— start —
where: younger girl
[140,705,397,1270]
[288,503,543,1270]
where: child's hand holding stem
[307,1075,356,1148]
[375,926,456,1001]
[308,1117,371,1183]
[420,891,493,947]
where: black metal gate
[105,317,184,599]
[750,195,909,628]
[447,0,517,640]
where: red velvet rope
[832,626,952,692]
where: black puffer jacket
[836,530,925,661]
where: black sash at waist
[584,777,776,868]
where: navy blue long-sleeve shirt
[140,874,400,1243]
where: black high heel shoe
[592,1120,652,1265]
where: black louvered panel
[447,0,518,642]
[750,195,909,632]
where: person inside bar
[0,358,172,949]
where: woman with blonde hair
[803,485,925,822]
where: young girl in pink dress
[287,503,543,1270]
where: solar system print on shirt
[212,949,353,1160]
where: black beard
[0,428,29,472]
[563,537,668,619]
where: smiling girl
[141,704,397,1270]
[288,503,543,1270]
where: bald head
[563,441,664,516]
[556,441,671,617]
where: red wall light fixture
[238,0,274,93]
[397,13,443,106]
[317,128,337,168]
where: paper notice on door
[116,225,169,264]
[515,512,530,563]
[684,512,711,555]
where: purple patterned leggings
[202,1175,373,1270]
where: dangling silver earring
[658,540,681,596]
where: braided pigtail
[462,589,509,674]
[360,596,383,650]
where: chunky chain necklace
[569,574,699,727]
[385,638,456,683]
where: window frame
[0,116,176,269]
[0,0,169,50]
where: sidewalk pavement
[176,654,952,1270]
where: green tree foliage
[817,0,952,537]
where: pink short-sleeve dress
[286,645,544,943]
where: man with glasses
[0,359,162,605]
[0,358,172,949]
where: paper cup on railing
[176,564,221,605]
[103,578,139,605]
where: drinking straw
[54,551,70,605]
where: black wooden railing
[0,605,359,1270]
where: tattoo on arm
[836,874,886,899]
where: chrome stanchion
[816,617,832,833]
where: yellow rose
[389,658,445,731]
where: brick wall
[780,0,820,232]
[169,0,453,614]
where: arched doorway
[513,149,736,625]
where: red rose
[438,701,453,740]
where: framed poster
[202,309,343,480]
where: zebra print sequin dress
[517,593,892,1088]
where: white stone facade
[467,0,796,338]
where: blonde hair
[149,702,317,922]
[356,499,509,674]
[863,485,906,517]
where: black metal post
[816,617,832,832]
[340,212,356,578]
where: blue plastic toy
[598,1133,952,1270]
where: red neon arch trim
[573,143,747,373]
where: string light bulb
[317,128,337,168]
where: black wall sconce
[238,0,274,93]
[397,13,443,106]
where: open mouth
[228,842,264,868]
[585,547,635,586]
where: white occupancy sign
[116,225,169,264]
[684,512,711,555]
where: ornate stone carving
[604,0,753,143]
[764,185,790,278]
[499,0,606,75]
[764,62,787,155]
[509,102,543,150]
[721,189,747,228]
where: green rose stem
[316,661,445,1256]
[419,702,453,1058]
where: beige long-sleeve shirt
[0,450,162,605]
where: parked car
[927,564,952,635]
— end —
» **Given instruction**: Write out each of the lines above verbatim, in their original order.

» **Exercise response**:
where: younger girl
[140,705,397,1270]
[288,503,543,1270]
where: child's hand holding stem
[307,1075,356,1148]
[375,926,456,1001]
[308,1117,371,1183]
[420,891,493,947]
where: black metal gate
[105,317,184,599]
[750,195,909,628]
[447,0,517,640]
where: red velvet rope
[832,626,952,692]
where: black puffer jacket
[836,530,925,661]
where: black sash at waist
[584,777,776,868]
where: navy blue long-sleeve shirt
[140,874,400,1243]
where: black high heel shoe
[592,1120,652,1265]
where: black louvered panel
[447,0,518,642]
[750,195,909,632]
where: person inside bar
[0,358,172,949]
where: woman with blonde hair
[803,485,925,822]
where: young girl in pink dress
[287,503,543,1270]
where: solar system print on shirt
[212,949,353,1160]
where: black beard
[0,428,29,472]
[563,537,668,619]
where: smiling girl
[141,704,397,1270]
[288,503,543,1270]
where: bald head
[563,441,664,516]
[556,441,671,617]
where: red wall light fixture
[238,0,274,93]
[397,13,443,106]
[317,128,337,168]
where: paper notice on door
[116,225,169,264]
[515,512,530,563]
[684,512,711,555]
where: purple patterned leggings
[202,1175,373,1270]
where: dangling silver earring
[658,540,681,596]
where: braided pigtail
[462,589,509,674]
[360,596,383,650]
where: chunky chain necklace
[569,574,699,727]
[385,638,456,683]
where: window frame
[0,116,176,269]
[0,0,169,50]
where: sidewalk pavement
[176,654,952,1270]
where: green tree foliage
[817,0,952,537]
where: pink short-sleeve dress
[286,645,544,943]
where: man with glasses
[0,359,162,605]
[0,358,172,949]
where: paper cup on railing
[176,564,221,605]
[103,578,139,605]
where: drinking straw
[54,551,70,605]
where: black wooden railing
[0,605,359,1270]
where: tattoo on arm
[836,874,886,899]
where: chrome stanchion
[816,617,832,833]
where: yellow rose
[389,658,445,731]
where: brick wall
[780,0,820,232]
[169,0,453,614]
where: arched doorway
[513,149,736,625]
where: red rose
[438,701,453,740]
where: framed poster
[202,309,343,480]
where: zebra print sequin dress
[517,593,892,1088]
where: white stone facade
[467,0,796,338]
where: blonde hair
[149,702,317,922]
[356,499,509,674]
[863,485,906,517]
where: black metal post
[816,617,832,832]
[340,212,356,578]
where: blue plastic toy
[598,1133,952,1270]
where: red neon arch trim
[573,143,747,373]
where: string light bulb
[317,128,337,168]
where: black wall sconce
[238,0,274,93]
[397,13,443,106]
where: open mouth
[228,842,264,868]
[585,547,635,586]
where: white occupancy sign
[116,225,169,264]
[684,512,711,555]
where: ornate stone carving
[604,0,753,143]
[764,185,790,278]
[499,0,606,75]
[764,62,787,155]
[509,102,543,150]
[721,189,747,228]
where: green rose stem
[316,661,445,1256]
[419,702,453,1058]
where: beige long-sleeve shirt
[0,450,162,605]
where: parked car
[927,564,952,635]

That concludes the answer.